Output every entry exactly as written.

RECORDS SUPPLIED below:

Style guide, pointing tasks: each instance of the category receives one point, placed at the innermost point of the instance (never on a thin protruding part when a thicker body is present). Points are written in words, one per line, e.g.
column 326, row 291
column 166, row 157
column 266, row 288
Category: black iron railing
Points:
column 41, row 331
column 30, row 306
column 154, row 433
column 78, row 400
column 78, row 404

End of RECORDS SUPPLIED.

### OUTPUT BELOW
Style guide, pointing tasks: each instance of the category receives one point, placed at the innermost point of the instance (never on a thin protruding part when a thicker body is present). Points are written in words, one per line, e.g.
column 326, row 291
column 166, row 157
column 266, row 288
Category: black iron railing
Points:
column 41, row 331
column 30, row 306
column 154, row 433
column 78, row 400
column 78, row 404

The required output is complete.